-- WHAT THE TASK REQUIRES --
Repeat the records below exactly, leaving out every picture.

[MATERIAL PROVIDED]

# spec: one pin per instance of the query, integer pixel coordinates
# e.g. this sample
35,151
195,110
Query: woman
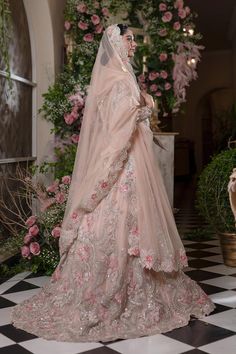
120,273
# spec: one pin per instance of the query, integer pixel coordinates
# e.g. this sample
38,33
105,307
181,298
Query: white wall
45,18
214,71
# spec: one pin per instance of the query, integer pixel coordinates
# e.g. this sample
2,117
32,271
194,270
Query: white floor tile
225,282
216,258
225,319
20,296
39,281
5,316
42,346
227,345
227,298
221,269
150,345
4,341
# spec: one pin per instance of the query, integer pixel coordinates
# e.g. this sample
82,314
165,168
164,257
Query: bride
120,272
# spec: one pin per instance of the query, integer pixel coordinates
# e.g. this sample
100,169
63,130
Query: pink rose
162,7
31,221
53,187
162,32
153,87
35,248
177,26
69,118
67,25
163,57
34,230
182,13
179,4
81,8
163,74
141,78
27,239
187,10
167,17
88,37
153,75
60,197
95,19
83,25
105,12
167,86
56,232
66,179
75,138
99,28
25,251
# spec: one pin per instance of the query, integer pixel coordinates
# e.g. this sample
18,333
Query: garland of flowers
170,26
5,26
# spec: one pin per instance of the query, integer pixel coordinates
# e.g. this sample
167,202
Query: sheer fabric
120,273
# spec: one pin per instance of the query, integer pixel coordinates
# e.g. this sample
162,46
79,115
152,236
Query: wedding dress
120,273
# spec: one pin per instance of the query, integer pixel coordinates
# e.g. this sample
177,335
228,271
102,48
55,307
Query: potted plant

[/MATERIAL PROVIDED]

-- EXERCISE RESPONSE --
# spec: one pin per instance of the query, integer pixel coordinates
# e.g. this sample
35,151
195,110
Query: woman
120,273
# spec: one pin per instance of the query, integer pixel coordinates
# e.g. this sample
38,33
105,307
181,298
Query: white wall
45,18
214,71
# spec: one pin per instance of the query, integer pixel coordinates
# e.g. this sample
2,117
32,271
194,270
Query: white floor tile
225,282
216,258
225,319
20,296
39,281
5,316
42,346
227,345
227,298
221,269
150,345
4,341
# spec: one pin per instance of the query, integer pixel coordinates
# e.g. this sample
82,314
165,168
164,257
Query: bride
120,272
# spec: one pin per instance of the query, integer pixel coordinates
# e.g. this sample
100,169
63,130
Query: pink rose
162,7
31,221
53,187
162,32
153,87
35,248
177,26
69,118
67,25
163,57
34,230
182,13
179,4
81,8
163,74
141,78
27,239
187,10
167,17
88,37
153,75
60,197
95,19
83,25
105,12
167,86
56,232
66,179
75,138
99,28
25,251
# spec: one pin per instance of the query, integer pixel coordinates
# e.g. this sample
18,333
Query: garland of flowers
170,26
5,26
# spec: one pin per instance of the query, integer pixel coordinates
# e.g. this sample
167,202
Query: sheer fabric
120,273
# spec: one pin per instance of the query, integer pixel coordinates
# e.g. this sample
162,46
79,115
152,236
Query: wedding dress
120,273
# spec: one pin per instance of the query, integer pixel coordinates
# e.g. this sample
177,335
228,271
102,48
55,307
Query: potted plant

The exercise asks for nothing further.